[start of Given records]
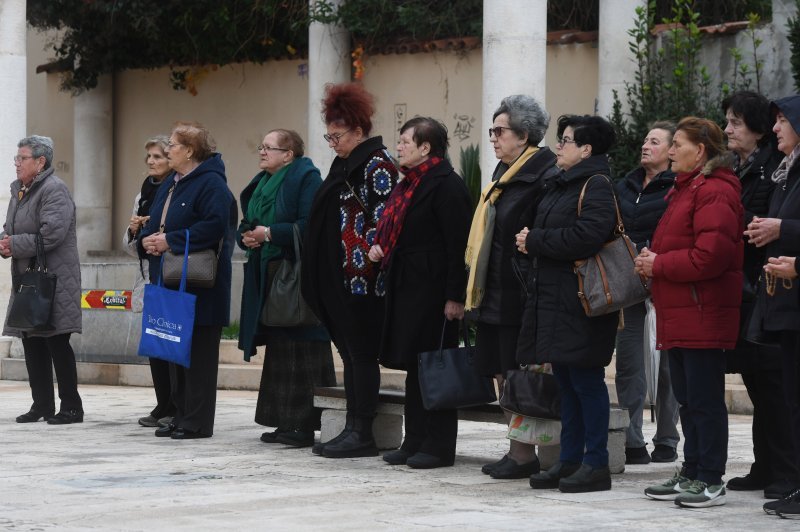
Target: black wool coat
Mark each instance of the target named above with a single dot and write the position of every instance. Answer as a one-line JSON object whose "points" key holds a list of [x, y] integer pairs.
{"points": [[781, 312], [757, 188], [427, 268], [555, 327], [642, 208], [515, 208]]}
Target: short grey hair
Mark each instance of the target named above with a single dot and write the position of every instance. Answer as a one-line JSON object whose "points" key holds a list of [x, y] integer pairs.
{"points": [[40, 147], [525, 116]]}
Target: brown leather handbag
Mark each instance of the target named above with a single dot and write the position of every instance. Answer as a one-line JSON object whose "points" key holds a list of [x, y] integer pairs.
{"points": [[607, 282]]}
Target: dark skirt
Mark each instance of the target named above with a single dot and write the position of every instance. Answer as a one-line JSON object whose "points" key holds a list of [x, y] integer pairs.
{"points": [[291, 371]]}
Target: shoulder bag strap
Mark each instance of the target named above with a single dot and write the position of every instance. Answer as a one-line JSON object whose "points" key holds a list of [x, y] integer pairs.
{"points": [[166, 208], [620, 228]]}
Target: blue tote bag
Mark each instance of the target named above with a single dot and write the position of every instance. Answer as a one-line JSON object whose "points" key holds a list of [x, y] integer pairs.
{"points": [[168, 319]]}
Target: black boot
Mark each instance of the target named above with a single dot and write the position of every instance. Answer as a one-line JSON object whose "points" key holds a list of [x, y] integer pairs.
{"points": [[348, 428], [359, 442]]}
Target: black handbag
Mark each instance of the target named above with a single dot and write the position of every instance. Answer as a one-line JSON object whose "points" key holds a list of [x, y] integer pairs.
{"points": [[284, 305], [449, 378], [34, 291], [531, 393]]}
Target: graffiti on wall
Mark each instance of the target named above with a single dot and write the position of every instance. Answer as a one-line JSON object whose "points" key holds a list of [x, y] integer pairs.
{"points": [[464, 126]]}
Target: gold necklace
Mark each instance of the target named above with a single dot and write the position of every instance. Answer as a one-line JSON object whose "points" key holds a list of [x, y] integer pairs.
{"points": [[772, 281]]}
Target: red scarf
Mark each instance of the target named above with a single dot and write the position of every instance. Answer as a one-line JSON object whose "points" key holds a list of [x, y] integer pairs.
{"points": [[391, 223]]}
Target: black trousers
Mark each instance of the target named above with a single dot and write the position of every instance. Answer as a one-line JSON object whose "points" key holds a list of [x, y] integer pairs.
{"points": [[698, 382], [773, 449], [362, 382], [42, 354], [159, 371], [429, 431], [194, 389], [790, 350]]}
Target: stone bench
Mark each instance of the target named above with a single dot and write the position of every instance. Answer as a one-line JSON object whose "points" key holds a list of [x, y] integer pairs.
{"points": [[388, 424]]}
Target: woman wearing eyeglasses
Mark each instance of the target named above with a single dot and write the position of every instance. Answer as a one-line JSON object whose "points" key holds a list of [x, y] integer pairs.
{"points": [[297, 358], [494, 290], [342, 286], [41, 204], [555, 327], [157, 171]]}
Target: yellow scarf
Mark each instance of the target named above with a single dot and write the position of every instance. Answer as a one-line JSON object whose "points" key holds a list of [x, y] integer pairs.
{"points": [[480, 234]]}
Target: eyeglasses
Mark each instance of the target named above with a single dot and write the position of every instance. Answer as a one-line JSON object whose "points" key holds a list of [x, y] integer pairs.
{"points": [[264, 147], [335, 137], [565, 140], [497, 131]]}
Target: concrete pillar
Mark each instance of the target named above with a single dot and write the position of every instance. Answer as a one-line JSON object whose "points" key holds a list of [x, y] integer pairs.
{"points": [[616, 64], [13, 118], [93, 154], [328, 62], [514, 61]]}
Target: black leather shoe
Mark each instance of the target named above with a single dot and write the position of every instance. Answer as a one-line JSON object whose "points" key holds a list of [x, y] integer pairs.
{"points": [[549, 479], [148, 421], [32, 417], [511, 469], [664, 453], [359, 442], [348, 428], [272, 437], [428, 461], [779, 489], [586, 479], [296, 438], [66, 417], [164, 432], [183, 434], [748, 483], [398, 457], [487, 468]]}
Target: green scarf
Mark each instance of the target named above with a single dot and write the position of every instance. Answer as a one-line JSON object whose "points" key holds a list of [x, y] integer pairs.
{"points": [[262, 209]]}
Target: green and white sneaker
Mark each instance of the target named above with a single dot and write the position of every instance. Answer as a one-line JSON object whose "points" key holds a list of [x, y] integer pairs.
{"points": [[698, 494], [670, 489]]}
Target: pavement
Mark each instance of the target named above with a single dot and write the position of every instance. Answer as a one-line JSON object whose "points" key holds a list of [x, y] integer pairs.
{"points": [[111, 474]]}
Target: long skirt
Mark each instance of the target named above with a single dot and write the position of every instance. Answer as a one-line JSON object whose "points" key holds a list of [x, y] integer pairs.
{"points": [[291, 371]]}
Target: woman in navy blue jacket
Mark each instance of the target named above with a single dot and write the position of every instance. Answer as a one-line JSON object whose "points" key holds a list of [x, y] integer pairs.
{"points": [[199, 200]]}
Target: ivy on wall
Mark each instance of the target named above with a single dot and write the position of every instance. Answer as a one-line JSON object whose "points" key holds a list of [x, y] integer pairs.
{"points": [[103, 36]]}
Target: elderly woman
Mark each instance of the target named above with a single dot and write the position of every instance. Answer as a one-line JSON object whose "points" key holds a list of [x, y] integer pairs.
{"points": [[341, 285], [695, 264], [41, 205], [555, 327], [420, 243], [750, 139], [778, 300], [196, 197], [494, 291], [298, 358], [157, 170], [641, 201]]}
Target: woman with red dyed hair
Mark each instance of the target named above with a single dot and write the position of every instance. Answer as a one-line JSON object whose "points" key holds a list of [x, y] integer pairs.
{"points": [[342, 286]]}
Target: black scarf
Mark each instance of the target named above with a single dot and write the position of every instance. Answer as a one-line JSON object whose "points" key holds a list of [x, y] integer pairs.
{"points": [[149, 188]]}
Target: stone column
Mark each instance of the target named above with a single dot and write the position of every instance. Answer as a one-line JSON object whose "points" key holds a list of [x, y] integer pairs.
{"points": [[13, 117], [616, 64], [93, 145], [328, 62], [514, 61]]}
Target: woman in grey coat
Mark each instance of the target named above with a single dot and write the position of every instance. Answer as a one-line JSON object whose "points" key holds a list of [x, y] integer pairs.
{"points": [[41, 203]]}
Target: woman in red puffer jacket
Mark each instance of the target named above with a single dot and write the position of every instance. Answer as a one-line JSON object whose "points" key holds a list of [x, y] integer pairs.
{"points": [[696, 268]]}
[end of Given records]
▶ Stated task: Copy the part of the listing that opens with the line containing "Target: woman in grey coat" and runs through the end of the listing, swapping every "woman" for "person" and changing nothing else.

▶ Final answer:
Target: person in grey coat
Mark each instance of the target named above with a single dot and write the position of every instance. Answer as a one-line JSON object whose "points" key holds a list of [x, y] integer pairs.
{"points": [[41, 203]]}
Target: person in red puffer jacket
Mark each instance of the target named above with a single dot and write the position of every instance. Answer as a one-line JSON object whose "points" key holds a list of [x, y] integer pairs.
{"points": [[696, 268]]}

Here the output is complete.